• WHAT THE EXERCISE ASKS: Each line of the data must reappear exactly in your answer, with no images included.

(Extracted data entries)

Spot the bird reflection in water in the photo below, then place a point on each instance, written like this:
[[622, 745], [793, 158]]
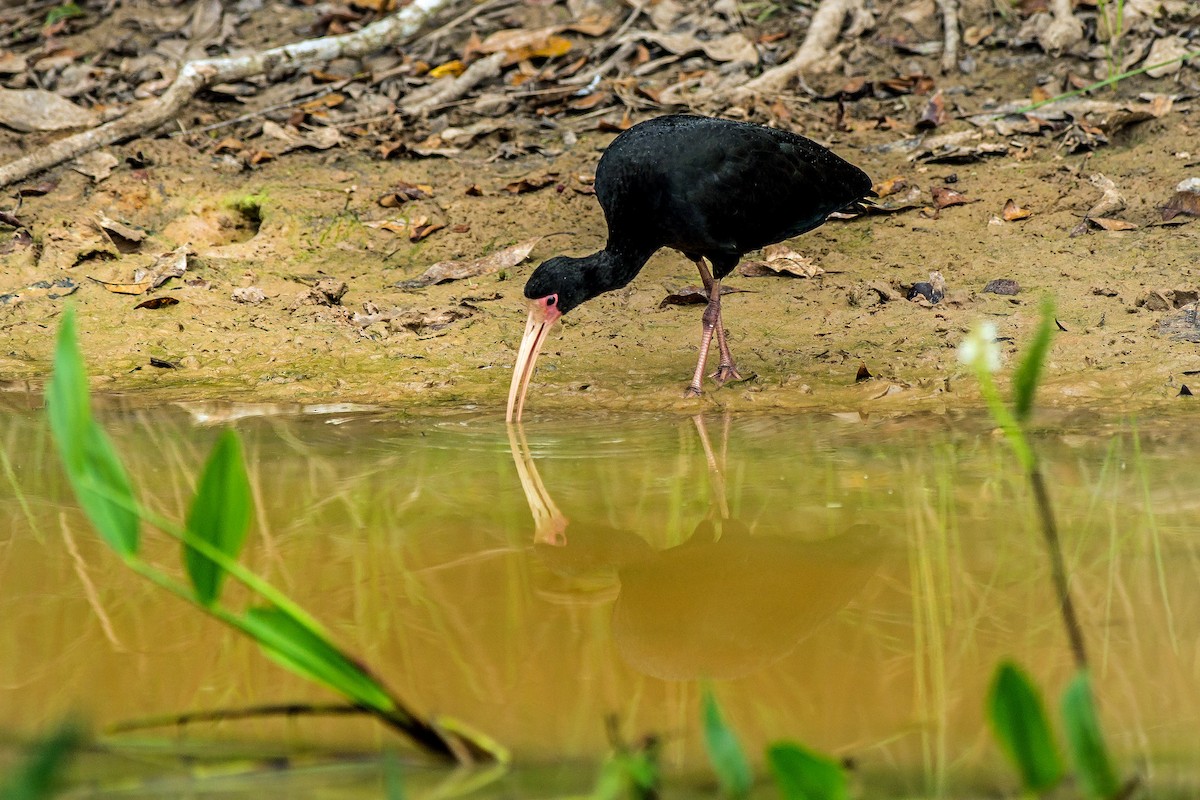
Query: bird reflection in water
[[726, 602]]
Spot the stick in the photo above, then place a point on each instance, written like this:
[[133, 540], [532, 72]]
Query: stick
[[199, 73], [822, 34], [949, 35]]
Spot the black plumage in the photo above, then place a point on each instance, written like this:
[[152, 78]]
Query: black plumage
[[714, 190]]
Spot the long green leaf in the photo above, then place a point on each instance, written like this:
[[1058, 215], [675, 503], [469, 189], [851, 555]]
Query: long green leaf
[[1019, 721], [299, 649], [91, 465], [220, 516], [1093, 768], [1025, 382], [724, 751], [804, 775]]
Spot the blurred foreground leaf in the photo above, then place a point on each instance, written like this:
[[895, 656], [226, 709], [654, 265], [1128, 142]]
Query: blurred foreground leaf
[[724, 751], [40, 774], [310, 655], [1085, 741], [93, 467], [804, 775], [1019, 721], [220, 516]]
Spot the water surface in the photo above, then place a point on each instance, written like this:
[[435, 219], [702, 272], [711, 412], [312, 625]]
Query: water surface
[[844, 582]]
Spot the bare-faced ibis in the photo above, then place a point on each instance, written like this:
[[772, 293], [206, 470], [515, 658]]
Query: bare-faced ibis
[[713, 190]]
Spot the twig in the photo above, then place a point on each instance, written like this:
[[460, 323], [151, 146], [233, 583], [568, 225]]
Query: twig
[[822, 34], [949, 35], [445, 91], [204, 72]]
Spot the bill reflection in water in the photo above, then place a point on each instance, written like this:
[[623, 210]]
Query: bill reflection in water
[[724, 603]]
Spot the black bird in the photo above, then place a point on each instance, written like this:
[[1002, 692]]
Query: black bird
[[709, 188]]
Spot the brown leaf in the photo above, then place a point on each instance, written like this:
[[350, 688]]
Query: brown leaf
[[405, 192], [945, 197], [443, 271], [532, 184], [1013, 212], [1186, 203], [157, 302], [693, 296], [1109, 223], [934, 114], [781, 259]]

• TASK ANSWER:
Spot the bird reflection in water in the photo below, then place a point on each instance, written like this:
[[622, 745], [793, 158]]
Query: bird reflection in water
[[726, 602]]
Spot the stick in the photo above, then place a point on each instance, written like this:
[[133, 540], [532, 72]]
Query: stick
[[199, 73], [822, 34], [949, 35]]
Spot the black plumage in the photo above, then place a point on each instance, written like this:
[[152, 78]]
Query: black plumage
[[714, 190]]
Spot the long green leaf in the photo above, then place a point on each instance, written like this:
[[1058, 215], [675, 503], [469, 189], [851, 555]]
Query: long green leaf
[[1019, 721], [299, 649], [91, 465], [220, 516], [1093, 768], [1025, 382], [724, 751], [804, 775]]
Spot the blurred foreground leaf in the photo above, then place a point on each instance, written like this:
[[895, 656], [226, 709], [654, 265], [1128, 142]]
Query: blurred foreground leaf
[[724, 751], [40, 774], [310, 655], [1085, 741], [93, 467], [804, 775], [1019, 721], [220, 516]]
Spot the water surface in the photo above, then place a point on each instance, written like this:
[[435, 219], [702, 272], [711, 412], [312, 625]]
Query: water surface
[[844, 582]]
Spot the bare-faced ibis in the photo above, then place a point on each instance, written like this:
[[772, 293], [206, 470], [515, 658]]
Query: bare-faced ibis
[[713, 190]]
Spot the twig in the photo above, then place a point on each instance, written like this:
[[460, 323], [151, 146], [233, 583], [568, 225]]
Query: twig
[[822, 34], [949, 35], [445, 91], [204, 72]]
Spot the bill reflection in water in the photo above, then place a point on each instance, written like this:
[[623, 210]]
Query: bill reflection in water
[[724, 603]]
Spot the black bird in the photo above, then place a point on each instance, written like this:
[[1002, 692]]
Query: black bird
[[709, 188]]
Spot the brown leaf in the photo above, then place a point on each instance, written like this:
[[350, 688]]
Query: brown leaf
[[405, 192], [945, 197], [443, 271], [532, 184], [1013, 212], [1186, 203], [157, 302], [693, 296], [1109, 223], [934, 114], [781, 259]]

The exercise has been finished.